## [Exercise task]
Rewrite the stretch of rows from the line that contains "Target: bush" through the line that contains "column 139, row 224", replacing "black handbag" with "black purse" and keeping everything else unchanged.

========

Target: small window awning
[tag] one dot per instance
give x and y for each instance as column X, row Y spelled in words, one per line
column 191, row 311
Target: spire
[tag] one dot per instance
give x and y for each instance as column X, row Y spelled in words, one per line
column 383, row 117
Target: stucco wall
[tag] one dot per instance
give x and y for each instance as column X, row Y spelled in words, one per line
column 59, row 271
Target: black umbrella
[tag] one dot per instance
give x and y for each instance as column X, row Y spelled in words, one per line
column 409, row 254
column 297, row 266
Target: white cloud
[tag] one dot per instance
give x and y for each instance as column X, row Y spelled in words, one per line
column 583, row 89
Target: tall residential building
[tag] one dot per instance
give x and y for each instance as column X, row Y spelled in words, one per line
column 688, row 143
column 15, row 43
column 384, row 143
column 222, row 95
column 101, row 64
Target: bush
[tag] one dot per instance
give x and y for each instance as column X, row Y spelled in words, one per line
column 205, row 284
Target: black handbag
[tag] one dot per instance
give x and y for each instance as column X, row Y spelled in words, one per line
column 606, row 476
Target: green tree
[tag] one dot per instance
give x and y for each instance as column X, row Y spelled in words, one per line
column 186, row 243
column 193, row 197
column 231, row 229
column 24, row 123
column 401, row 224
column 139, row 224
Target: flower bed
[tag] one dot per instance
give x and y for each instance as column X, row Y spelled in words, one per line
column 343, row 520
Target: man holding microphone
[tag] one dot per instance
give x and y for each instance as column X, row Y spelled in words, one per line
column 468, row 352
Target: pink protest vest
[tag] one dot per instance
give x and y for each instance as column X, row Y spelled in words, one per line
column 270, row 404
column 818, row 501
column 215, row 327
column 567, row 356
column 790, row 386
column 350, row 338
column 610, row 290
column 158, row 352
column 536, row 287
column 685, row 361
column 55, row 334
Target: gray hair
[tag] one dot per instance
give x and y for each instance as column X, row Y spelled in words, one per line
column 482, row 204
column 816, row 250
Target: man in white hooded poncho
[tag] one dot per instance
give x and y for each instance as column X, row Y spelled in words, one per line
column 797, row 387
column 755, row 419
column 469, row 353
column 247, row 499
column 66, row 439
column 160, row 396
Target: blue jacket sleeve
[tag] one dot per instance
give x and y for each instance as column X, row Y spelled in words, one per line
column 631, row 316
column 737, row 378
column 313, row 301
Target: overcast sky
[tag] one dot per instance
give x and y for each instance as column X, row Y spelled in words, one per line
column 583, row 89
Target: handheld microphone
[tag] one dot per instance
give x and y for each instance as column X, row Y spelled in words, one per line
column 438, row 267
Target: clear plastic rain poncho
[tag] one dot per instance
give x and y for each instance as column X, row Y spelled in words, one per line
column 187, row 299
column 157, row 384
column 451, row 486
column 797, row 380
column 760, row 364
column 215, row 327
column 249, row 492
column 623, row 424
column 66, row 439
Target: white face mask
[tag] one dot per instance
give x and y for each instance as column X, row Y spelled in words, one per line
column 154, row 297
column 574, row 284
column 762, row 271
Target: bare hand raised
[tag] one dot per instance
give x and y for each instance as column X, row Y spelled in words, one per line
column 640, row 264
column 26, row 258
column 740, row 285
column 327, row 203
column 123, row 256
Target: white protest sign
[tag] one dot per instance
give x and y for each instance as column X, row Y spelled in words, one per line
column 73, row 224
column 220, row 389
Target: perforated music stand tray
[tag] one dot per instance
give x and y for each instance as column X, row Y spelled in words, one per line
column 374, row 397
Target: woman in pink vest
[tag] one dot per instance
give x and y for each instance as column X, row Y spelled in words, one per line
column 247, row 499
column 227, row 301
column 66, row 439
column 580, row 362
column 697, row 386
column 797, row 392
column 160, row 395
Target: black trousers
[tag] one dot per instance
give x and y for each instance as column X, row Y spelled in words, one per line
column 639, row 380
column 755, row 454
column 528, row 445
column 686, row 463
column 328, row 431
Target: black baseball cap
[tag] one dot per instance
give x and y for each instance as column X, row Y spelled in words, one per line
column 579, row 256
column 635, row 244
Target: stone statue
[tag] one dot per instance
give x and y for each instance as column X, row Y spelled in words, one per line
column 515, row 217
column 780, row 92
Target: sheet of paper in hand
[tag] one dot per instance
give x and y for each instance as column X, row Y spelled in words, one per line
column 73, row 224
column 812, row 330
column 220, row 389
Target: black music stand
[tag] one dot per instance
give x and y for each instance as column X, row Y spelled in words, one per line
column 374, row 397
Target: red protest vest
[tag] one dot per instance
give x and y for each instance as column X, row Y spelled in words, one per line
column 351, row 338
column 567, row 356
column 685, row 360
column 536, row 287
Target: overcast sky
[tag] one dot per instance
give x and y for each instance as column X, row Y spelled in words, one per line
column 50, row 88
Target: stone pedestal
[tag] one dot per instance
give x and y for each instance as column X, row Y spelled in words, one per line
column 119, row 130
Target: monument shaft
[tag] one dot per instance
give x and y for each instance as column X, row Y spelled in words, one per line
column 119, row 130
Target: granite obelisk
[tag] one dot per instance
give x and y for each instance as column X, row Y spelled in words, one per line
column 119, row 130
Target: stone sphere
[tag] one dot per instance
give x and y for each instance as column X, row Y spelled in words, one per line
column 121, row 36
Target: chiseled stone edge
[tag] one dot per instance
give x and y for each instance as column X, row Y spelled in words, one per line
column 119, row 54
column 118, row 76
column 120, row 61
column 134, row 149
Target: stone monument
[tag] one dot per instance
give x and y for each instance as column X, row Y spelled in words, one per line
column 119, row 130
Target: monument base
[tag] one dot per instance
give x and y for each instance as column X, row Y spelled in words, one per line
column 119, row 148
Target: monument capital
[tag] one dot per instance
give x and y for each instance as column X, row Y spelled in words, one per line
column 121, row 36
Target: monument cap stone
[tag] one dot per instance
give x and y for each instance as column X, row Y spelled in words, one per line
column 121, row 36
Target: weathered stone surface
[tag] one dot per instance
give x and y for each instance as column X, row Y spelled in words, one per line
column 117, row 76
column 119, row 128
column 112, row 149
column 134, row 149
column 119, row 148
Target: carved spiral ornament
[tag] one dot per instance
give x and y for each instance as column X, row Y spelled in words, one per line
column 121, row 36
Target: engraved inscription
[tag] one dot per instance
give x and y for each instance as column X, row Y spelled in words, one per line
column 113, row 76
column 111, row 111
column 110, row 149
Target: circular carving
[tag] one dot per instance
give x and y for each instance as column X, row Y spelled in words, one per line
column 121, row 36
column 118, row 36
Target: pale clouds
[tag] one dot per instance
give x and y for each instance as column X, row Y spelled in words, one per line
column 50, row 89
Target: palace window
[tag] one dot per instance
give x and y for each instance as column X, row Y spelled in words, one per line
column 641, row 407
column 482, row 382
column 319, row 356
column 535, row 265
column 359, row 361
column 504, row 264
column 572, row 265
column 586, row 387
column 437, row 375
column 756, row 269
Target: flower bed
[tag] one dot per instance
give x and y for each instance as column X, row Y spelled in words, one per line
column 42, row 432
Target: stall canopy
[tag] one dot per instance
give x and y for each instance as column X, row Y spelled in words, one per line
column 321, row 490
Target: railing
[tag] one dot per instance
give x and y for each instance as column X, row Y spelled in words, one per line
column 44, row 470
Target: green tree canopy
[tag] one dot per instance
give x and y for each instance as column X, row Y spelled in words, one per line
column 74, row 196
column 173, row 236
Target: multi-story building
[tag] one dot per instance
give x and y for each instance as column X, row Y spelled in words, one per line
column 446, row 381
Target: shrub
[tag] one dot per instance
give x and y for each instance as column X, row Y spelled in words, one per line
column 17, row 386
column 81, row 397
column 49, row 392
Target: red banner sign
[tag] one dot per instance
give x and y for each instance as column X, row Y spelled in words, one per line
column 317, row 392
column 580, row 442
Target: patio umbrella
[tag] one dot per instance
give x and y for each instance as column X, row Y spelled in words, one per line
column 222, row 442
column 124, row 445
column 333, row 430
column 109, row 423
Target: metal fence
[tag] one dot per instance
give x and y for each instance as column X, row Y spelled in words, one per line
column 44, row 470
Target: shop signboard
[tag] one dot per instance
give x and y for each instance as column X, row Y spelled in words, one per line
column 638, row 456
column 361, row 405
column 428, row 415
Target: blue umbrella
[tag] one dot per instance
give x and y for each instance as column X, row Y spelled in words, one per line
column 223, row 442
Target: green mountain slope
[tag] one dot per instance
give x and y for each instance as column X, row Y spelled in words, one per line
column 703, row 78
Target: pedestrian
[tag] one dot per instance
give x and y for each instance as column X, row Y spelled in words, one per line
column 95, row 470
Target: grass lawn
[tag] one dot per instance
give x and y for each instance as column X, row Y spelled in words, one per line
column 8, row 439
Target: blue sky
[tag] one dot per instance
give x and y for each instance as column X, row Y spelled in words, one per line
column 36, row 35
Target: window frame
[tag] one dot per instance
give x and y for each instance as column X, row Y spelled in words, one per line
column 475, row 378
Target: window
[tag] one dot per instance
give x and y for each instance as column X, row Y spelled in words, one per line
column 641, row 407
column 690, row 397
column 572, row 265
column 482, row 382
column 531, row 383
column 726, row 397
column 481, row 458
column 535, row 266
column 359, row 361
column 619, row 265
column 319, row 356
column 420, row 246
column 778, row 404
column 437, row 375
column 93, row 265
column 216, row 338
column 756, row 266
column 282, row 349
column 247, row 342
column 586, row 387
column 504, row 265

========

## [Finished exercise]
Target: bush
[tag] one dot per instance
give x and y for each instance as column X, row Y spelled in words, one per line
column 205, row 284
Target: black purse
[tag] one dot per instance
give x and y for each instance as column X, row Y spelled in words, one per line
column 606, row 476
Target: green tree
[tag] one dot per instance
give x and y for each instance as column X, row Y spelled in words, one per line
column 186, row 243
column 193, row 197
column 231, row 229
column 24, row 123
column 401, row 224
column 139, row 224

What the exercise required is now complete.